[DATA SHOWN — start]

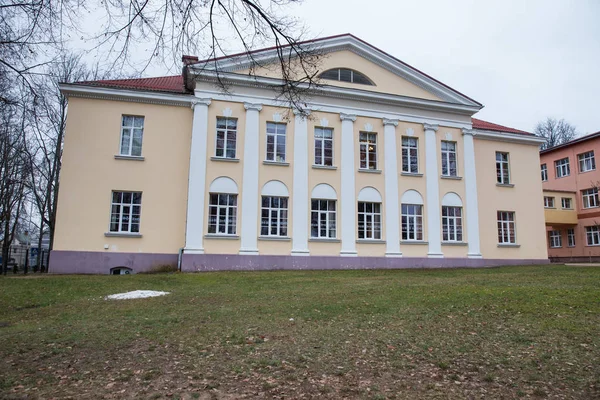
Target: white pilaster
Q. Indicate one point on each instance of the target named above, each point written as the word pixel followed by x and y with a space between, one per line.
pixel 347 196
pixel 249 220
pixel 197 178
pixel 300 200
pixel 390 174
pixel 432 175
pixel 471 203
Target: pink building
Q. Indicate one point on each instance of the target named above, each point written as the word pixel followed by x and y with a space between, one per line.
pixel 572 208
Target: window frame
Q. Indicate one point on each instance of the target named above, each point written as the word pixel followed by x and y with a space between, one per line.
pixel 368 152
pixel 322 140
pixel 507 225
pixel 592 232
pixel 447 158
pixel 452 226
pixel 503 168
pixel 226 138
pixel 581 158
pixel 130 215
pixel 544 172
pixel 562 203
pixel 277 137
pixel 281 216
pixel 413 220
pixel 324 215
pixel 227 209
pixel 563 167
pixel 571 237
pixel 587 195
pixel 555 239
pixel 374 232
pixel 132 129
pixel 406 155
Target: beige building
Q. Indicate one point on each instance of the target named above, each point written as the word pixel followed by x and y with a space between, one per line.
pixel 389 170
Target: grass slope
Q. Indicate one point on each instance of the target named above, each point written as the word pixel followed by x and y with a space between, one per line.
pixel 487 333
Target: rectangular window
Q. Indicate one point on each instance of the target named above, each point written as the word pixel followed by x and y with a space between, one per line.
pixel 410 155
pixel 544 173
pixel 412 222
pixel 593 235
pixel 590 198
pixel 274 216
pixel 368 150
pixel 555 239
pixel 451 224
pixel 506 227
pixel 449 158
pixel 322 219
pixel 226 137
pixel 562 167
pixel 125 212
pixel 571 237
pixel 132 132
pixel 276 142
pixel 502 170
pixel 324 146
pixel 587 162
pixel 222 213
pixel 369 220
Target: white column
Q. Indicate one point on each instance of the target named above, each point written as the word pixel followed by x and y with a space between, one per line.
pixel 390 174
pixel 197 178
pixel 432 176
pixel 300 200
pixel 249 220
pixel 347 197
pixel 471 203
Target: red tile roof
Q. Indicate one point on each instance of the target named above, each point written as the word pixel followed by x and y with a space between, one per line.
pixel 167 84
pixel 174 84
pixel 488 126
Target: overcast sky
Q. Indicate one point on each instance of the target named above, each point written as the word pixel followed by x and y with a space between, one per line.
pixel 524 60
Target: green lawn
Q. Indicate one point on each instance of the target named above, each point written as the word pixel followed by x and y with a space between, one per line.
pixel 486 333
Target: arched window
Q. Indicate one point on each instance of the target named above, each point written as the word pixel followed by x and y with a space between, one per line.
pixel 452 218
pixel 412 216
pixel 346 75
pixel 369 213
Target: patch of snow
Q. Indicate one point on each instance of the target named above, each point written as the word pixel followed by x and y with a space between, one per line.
pixel 136 294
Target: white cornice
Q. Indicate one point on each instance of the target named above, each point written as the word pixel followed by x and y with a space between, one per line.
pixel 508 137
pixel 350 43
pixel 92 92
pixel 340 92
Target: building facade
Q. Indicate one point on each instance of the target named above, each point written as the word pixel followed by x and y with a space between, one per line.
pixel 387 170
pixel 570 183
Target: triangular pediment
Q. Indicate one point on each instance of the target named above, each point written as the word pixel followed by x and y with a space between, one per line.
pixel 388 74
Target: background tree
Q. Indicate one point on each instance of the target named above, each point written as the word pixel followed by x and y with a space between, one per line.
pixel 555 132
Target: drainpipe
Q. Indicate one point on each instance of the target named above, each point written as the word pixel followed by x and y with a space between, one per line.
pixel 179 256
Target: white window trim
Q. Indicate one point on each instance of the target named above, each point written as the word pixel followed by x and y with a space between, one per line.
pixel 130 144
pixel 582 161
pixel 276 139
pixel 446 155
pixel 408 156
pixel 227 130
pixel 507 226
pixel 555 239
pixel 370 153
pixel 363 215
pixel 278 221
pixel 323 140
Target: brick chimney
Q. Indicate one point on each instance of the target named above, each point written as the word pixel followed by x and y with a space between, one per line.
pixel 187 60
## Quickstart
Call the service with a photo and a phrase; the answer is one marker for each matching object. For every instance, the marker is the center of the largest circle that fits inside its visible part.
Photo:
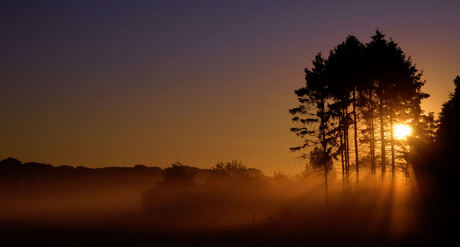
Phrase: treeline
(16, 176)
(351, 102)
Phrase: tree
(344, 67)
(312, 116)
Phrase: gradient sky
(100, 83)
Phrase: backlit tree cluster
(351, 102)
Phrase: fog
(184, 199)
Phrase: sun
(401, 131)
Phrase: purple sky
(101, 83)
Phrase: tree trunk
(356, 136)
(347, 146)
(393, 168)
(372, 137)
(382, 138)
(341, 150)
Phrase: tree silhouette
(375, 82)
(312, 116)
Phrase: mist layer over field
(232, 202)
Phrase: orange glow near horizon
(402, 131)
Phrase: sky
(109, 83)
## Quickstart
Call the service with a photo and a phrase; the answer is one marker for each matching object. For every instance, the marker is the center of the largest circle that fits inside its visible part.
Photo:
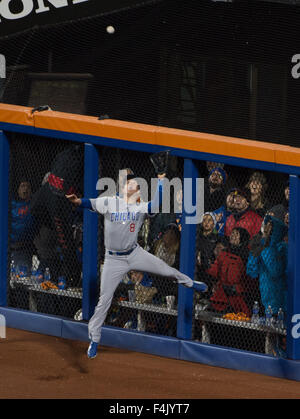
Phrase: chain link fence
(242, 246)
(45, 232)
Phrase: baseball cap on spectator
(212, 216)
(221, 171)
(241, 192)
(279, 212)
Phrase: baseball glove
(160, 161)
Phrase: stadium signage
(26, 7)
(21, 15)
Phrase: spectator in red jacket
(230, 291)
(242, 215)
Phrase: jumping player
(123, 218)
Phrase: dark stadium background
(210, 66)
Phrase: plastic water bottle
(13, 270)
(280, 319)
(255, 313)
(47, 276)
(269, 317)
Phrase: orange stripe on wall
(13, 114)
(150, 134)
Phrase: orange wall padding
(150, 134)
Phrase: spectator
(242, 215)
(45, 243)
(258, 186)
(22, 227)
(50, 206)
(286, 199)
(214, 189)
(201, 268)
(167, 247)
(229, 268)
(223, 213)
(268, 262)
(207, 239)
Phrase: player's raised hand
(161, 176)
(74, 199)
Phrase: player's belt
(122, 253)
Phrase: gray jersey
(122, 221)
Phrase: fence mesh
(242, 246)
(142, 300)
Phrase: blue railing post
(4, 182)
(90, 234)
(293, 300)
(187, 262)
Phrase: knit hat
(279, 212)
(221, 171)
(244, 235)
(212, 216)
(242, 192)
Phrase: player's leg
(114, 270)
(140, 260)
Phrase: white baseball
(110, 29)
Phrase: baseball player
(123, 218)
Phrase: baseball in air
(110, 29)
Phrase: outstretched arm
(154, 205)
(79, 202)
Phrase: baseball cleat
(92, 350)
(200, 286)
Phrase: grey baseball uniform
(122, 222)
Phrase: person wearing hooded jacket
(242, 215)
(229, 269)
(268, 262)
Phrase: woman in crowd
(229, 270)
(258, 186)
(268, 262)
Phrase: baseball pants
(114, 269)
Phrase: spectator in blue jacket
(22, 227)
(224, 212)
(268, 262)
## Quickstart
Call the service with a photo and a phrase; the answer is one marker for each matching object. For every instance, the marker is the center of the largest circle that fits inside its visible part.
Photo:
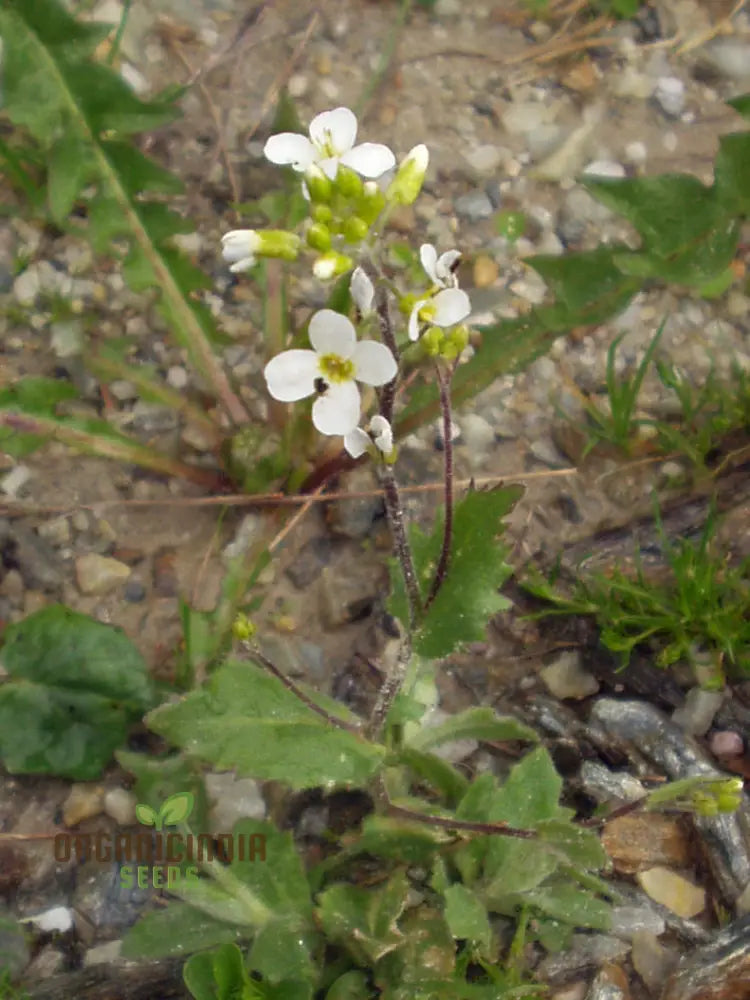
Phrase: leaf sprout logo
(173, 811)
(162, 858)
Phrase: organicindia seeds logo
(158, 857)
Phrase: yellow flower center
(326, 145)
(335, 368)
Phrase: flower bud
(331, 265)
(407, 183)
(319, 186)
(355, 229)
(321, 214)
(277, 243)
(318, 237)
(362, 291)
(348, 183)
(243, 628)
(432, 341)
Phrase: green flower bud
(331, 265)
(242, 628)
(372, 202)
(318, 237)
(319, 186)
(726, 802)
(456, 341)
(355, 229)
(348, 183)
(321, 214)
(277, 243)
(432, 341)
(407, 183)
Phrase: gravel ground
(506, 132)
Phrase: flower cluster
(347, 193)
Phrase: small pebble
(669, 94)
(726, 743)
(120, 805)
(97, 574)
(13, 483)
(83, 802)
(134, 591)
(565, 677)
(673, 890)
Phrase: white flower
(332, 136)
(332, 369)
(239, 248)
(377, 432)
(362, 291)
(440, 270)
(448, 307)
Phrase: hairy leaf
(248, 720)
(75, 687)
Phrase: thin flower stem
(391, 687)
(444, 384)
(401, 545)
(255, 654)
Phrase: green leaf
(364, 920)
(473, 724)
(440, 774)
(68, 167)
(469, 595)
(78, 110)
(247, 720)
(741, 104)
(176, 809)
(217, 975)
(177, 930)
(576, 845)
(145, 814)
(563, 900)
(655, 205)
(351, 986)
(466, 916)
(731, 174)
(76, 685)
(38, 396)
(579, 279)
(282, 950)
(425, 962)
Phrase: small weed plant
(695, 613)
(446, 878)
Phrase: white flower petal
(337, 411)
(332, 333)
(373, 363)
(414, 319)
(382, 434)
(445, 265)
(242, 265)
(330, 166)
(290, 148)
(334, 131)
(239, 244)
(451, 306)
(291, 375)
(362, 291)
(428, 257)
(356, 442)
(370, 159)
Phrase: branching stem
(444, 384)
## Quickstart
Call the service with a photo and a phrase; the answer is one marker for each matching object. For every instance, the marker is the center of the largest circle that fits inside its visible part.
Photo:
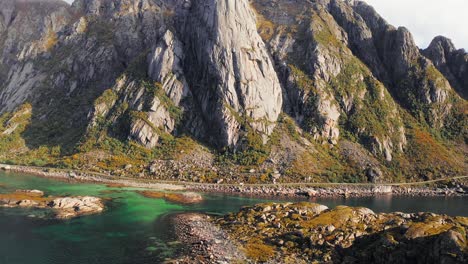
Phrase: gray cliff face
(227, 73)
(232, 76)
(452, 63)
(408, 74)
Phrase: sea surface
(134, 229)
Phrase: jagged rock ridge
(275, 83)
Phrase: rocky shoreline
(308, 233)
(312, 233)
(62, 207)
(205, 241)
(453, 187)
(334, 191)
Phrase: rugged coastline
(313, 233)
(450, 187)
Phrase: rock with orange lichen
(180, 198)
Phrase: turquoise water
(135, 229)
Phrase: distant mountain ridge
(201, 90)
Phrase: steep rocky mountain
(203, 90)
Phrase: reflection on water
(135, 229)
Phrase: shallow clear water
(135, 229)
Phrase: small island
(62, 207)
(312, 233)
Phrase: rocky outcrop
(452, 63)
(232, 76)
(62, 207)
(207, 243)
(413, 79)
(247, 79)
(180, 198)
(303, 234)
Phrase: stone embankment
(454, 187)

[DATA SHOWN — finish]

PROBLEM STATEMENT:
If a line of the data contains the string "building", count it; then give the total alone.

EXERCISE SOLUTION:
3